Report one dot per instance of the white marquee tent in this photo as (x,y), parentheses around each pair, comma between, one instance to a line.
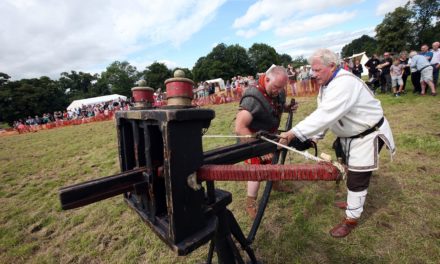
(95,100)
(362,57)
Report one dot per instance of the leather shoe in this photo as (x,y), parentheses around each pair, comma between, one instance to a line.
(344,228)
(251,207)
(341,205)
(281,187)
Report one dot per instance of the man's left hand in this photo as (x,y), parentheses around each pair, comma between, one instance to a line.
(286,137)
(291,107)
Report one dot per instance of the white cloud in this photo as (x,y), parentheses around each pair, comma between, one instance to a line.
(307,45)
(387,6)
(275,14)
(313,23)
(47,37)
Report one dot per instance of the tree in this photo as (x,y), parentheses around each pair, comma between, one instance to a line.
(263,56)
(364,43)
(188,73)
(78,85)
(395,33)
(424,13)
(156,74)
(4,78)
(30,97)
(285,60)
(120,77)
(223,62)
(299,61)
(237,62)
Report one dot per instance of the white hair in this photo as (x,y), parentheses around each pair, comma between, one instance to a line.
(412,53)
(326,56)
(276,70)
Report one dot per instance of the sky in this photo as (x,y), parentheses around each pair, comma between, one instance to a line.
(48,37)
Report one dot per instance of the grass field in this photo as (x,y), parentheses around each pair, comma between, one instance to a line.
(401,222)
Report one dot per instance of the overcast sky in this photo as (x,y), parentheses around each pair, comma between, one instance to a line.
(46,37)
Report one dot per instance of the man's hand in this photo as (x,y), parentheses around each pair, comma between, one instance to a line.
(291,107)
(286,137)
(267,158)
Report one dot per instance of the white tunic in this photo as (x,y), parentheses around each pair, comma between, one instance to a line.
(348,107)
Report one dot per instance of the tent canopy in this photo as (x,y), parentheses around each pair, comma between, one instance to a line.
(219,82)
(95,100)
(362,57)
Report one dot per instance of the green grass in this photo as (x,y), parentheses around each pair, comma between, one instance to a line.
(401,223)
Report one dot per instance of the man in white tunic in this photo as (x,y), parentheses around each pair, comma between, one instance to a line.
(348,108)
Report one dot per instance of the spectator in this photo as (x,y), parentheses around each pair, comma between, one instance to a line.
(424,50)
(422,65)
(403,57)
(292,79)
(371,65)
(396,71)
(385,75)
(357,69)
(435,61)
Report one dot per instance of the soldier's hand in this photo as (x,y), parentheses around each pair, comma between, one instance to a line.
(267,158)
(286,137)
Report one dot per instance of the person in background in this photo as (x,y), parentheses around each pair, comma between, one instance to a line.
(396,72)
(357,68)
(371,65)
(424,51)
(403,57)
(385,66)
(260,109)
(348,108)
(435,61)
(422,65)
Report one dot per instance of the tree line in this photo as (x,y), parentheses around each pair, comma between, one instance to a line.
(30,97)
(405,28)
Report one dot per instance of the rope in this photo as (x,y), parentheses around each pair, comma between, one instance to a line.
(228,136)
(307,155)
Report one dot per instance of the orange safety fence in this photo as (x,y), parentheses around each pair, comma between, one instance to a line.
(294,88)
(21,129)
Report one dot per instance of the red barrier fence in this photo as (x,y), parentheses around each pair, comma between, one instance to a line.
(58,123)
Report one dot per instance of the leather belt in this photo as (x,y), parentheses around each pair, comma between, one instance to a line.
(370,130)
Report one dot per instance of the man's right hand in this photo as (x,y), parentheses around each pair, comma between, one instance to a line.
(286,137)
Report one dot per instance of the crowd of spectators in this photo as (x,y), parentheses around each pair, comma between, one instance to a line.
(391,71)
(58,118)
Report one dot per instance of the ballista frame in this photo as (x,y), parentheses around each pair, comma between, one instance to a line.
(161,160)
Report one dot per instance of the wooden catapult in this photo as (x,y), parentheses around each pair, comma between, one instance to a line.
(168,180)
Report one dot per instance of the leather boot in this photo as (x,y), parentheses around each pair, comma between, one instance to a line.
(251,207)
(341,204)
(281,187)
(344,228)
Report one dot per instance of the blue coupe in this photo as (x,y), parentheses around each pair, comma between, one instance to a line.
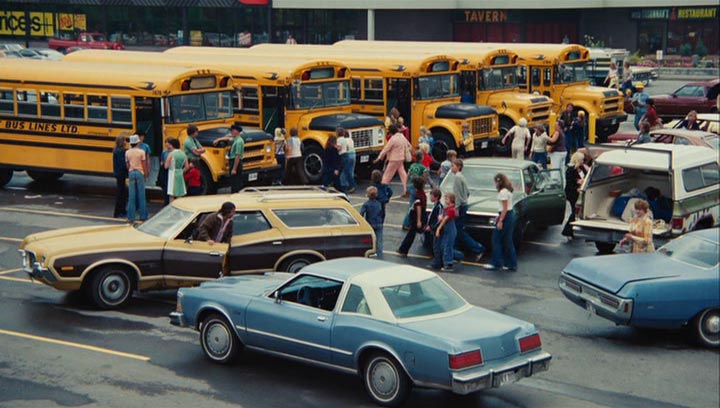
(394,325)
(676,286)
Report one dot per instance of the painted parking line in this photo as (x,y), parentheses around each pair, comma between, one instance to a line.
(75,345)
(62,214)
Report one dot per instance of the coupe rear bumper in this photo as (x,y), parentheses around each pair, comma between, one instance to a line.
(484,378)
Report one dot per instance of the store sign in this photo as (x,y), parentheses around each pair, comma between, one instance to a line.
(685,13)
(485,16)
(651,14)
(18,23)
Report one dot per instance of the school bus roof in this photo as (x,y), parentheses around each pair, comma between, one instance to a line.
(238,65)
(96,75)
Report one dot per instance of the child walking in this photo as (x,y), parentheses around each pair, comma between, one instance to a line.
(373,212)
(445,234)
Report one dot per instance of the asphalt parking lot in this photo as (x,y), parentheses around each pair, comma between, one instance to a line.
(56,350)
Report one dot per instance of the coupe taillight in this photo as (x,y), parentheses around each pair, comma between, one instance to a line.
(464,360)
(530,343)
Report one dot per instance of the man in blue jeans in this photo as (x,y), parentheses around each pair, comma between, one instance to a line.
(461,191)
(138,171)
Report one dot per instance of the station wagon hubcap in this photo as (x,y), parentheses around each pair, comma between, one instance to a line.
(217,339)
(114,288)
(383,379)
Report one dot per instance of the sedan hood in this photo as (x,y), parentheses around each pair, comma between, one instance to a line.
(494,333)
(612,272)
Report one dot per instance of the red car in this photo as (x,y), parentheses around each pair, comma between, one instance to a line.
(697,96)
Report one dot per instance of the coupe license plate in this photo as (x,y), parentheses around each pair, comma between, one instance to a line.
(505,378)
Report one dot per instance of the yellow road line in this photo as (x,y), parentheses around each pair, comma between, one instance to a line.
(76,345)
(62,214)
(23,280)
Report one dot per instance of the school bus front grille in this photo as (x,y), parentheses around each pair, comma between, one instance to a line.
(481,126)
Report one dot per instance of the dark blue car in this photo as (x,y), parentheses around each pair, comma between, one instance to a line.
(676,286)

# # # #

AIM
Rewrite all the rows above with every "dot" swapped for "point", changing nothing else, and leave the pictures out of your answer.

WORKED SOLUTION
Report one point per instance of the white marquee tent in this photo as (x,y), parentheses around each pair, comma between, one instance to a line.
(95,100)
(362,57)
Report one point per instance of the leather shoe in this photo as (x,y), parentheses around each pair, comma between, one instance to a line.
(344,228)
(251,207)
(341,205)
(281,187)
Report one point per instance of the man's left hand in this photo as (x,y), parentheses around each pair, comma between, one instance to a line.
(286,137)
(291,107)
Report one point per instance of the white cloud in this photo as (x,y), parentheses around each pair, comma between, one instance to a line.
(307,45)
(387,6)
(275,14)
(313,23)
(47,37)
Report one point per instance of the tree in this photo as (x,y), parentheses around each pair, comma between, one instance to a line.
(263,56)
(364,43)
(188,73)
(78,85)
(395,33)
(424,13)
(156,74)
(4,78)
(30,97)
(285,60)
(120,77)
(223,62)
(299,61)
(237,62)
Report one point per instance of the white hair in this photo as (x,y), parentheses around each pair, comma between, one instance to a line.
(412,53)
(326,56)
(276,70)
Report one point per instance of the sky in this photo as (x,y), parentheses around each pair, comma between, one instance to a line.
(48,37)
Report one point per instance of the grass field in this photo as (x,y), parentheses around each pair, comma between, one instance to a line.
(401,222)
Report one point per instance of the overcast sky in this photo as (x,y), parentheses around each pair, comma between, one instance to a line.
(46,37)
Report one point per instance of the man's hand in this photo as (x,y), parentheses around each pair, comma between, one instance to a line.
(291,107)
(286,137)
(267,158)
Report one point per instance of the white tunic in this photo as (x,y), parentheses around each pair, comma between, one instance to a line.
(348,107)
Report one point per instance of the tent canopy in this photo as (x,y), parentheses around each pair, comma between, one instance to a line.
(219,82)
(95,100)
(362,57)
Report one point per instance of the green grass in this photo as (x,y), parentheses around each pair, comma between, one instance to a line.
(401,223)
Report one point per instance of the man in white tunic in this photo as (x,y), parentheses around each pair, comma between, one instance to a line.
(348,108)
Report one point per instance of the spectator in this photo as (x,y), parentheses around each pair, comma between, one instance to a line.
(424,50)
(422,65)
(403,57)
(292,79)
(371,65)
(396,71)
(385,75)
(357,69)
(435,61)
Report one point per instance of the soldier's hand in this photo as (x,y), parentheses around each pair, comma between, one instance to a line.
(267,158)
(286,137)
Report one point per instance of the person in background in this photo as (x,y), parentheses around each pair, comma between, one instance to a line.
(396,72)
(357,68)
(371,65)
(424,51)
(403,57)
(385,66)
(260,109)
(348,108)
(435,61)
(422,65)
Report one point per instance of the tree line in this photo as (x,y), parentheses around each pair, comma between, one instance to a line.
(30,97)
(405,28)
Report one point per instance of the rope in this photo as (x,y), parentheses around each pair, comma between, one instance to a line.
(228,136)
(307,155)
Report one point per instance of the orange safety fence in this photo as (x,y), parentheses around each pair, comma between, one instance to a line.
(294,88)
(21,129)
Report one point per instance of the red barrier fence in this photo as (x,y), parentheses around each pair, comma between, one instance to a line.
(58,123)
Report one point per instance of the leather belt in this photo as (x,y), parentheses around each pair, comma between, one instance to a line.
(370,130)
Report one point per instance of the man's right hand in this photo as (x,y), parentheses around each pair, comma between, one instance to a line.
(286,137)
Report one point per instance of the crowd of spectators in this photo as (x,y), parentheses around each pair, comma between, one instance to a line.
(391,71)
(58,118)
Report one point per instance of the ballista frame in this photo as (x,y), parentheses around each pair, comma between, one instance to a line.
(161,160)
Report one point per instance of the wooden catapult in this photo as (x,y), parentheses around each pair, comma between, one instance to a line.
(168,180)
Report one point per instance of the leather boot in this photo as (x,y), parentheses around each pair, comma between, one instance to a line.
(251,207)
(341,204)
(281,187)
(344,228)
Report one point per instance of the blue coupe in this photo as (x,y), parentheses around each pair, comma between, one instance to a line.
(394,325)
(676,286)
Report one point per instance of the painted parking line in this photo as (x,y), parentheses around each pair, comma between, one instance to a line.
(75,345)
(62,214)
Report one point per instance of the coupe rear bumper in this photo as (x,y), parentheses around each pair, comma between, one instance to a line.
(484,378)
Report one point per instance of the store sign in this photo as (x,y), parentheses around each pair, comma between, one instance to a line.
(685,13)
(485,16)
(651,14)
(18,23)
Report one point per instance of the school bus roof in this photo as (x,y), parentheses around each pair, comma between, one instance to a line.
(238,65)
(96,75)
Report one point per instance of the child walking in this photo as (x,y), parentheses around each pair, comma between, one instance to a line.
(373,212)
(445,234)
Report one point per instance of the asphalt parking lot in this photo as (x,y), parentheses around each pair, comma between, one instance to a line.
(56,350)
Report one point per instance of the coupe taillight in this photo as (x,y), parentheses around each pair, comma between, one instance to a line.
(464,360)
(530,343)
Report one point per instance of the man in blue jeans in this photo as (x,y), parentheses around each pair, comma between, one instance to a line.
(461,191)
(138,171)
Report one point per instance of the station wagon hubcap in this photo as (x,y), parentheses around each pair, comma between, one instance to a line.
(217,339)
(114,288)
(383,379)
Report one point per instance of the sedan hood in this photo as (x,y), parentheses around each pair, comma between, one instance to a line.
(494,333)
(612,272)
Report one point per instance of the red car in this photo as (x,y), parentheses around each pair, comma between, one instance to a line.
(697,96)
Report one point per instance of the coupe license plate in this photo as (x,y), parentheses around each pair, comma between, one instance to a line.
(505,378)
Report one point per instance of the yellow road line in this photo as (x,y), parentheses around each pair, comma between, one instance to a line.
(76,345)
(62,214)
(23,280)
Report one point per instance of the school bus front grille in this photo as (x,y), parentheses around each pair, comma between, one instance to a line.
(481,126)
Report one point per instance of the dark blue car in this photo as (x,y), parentheses around each pair, comma between, one instance to a line.
(676,286)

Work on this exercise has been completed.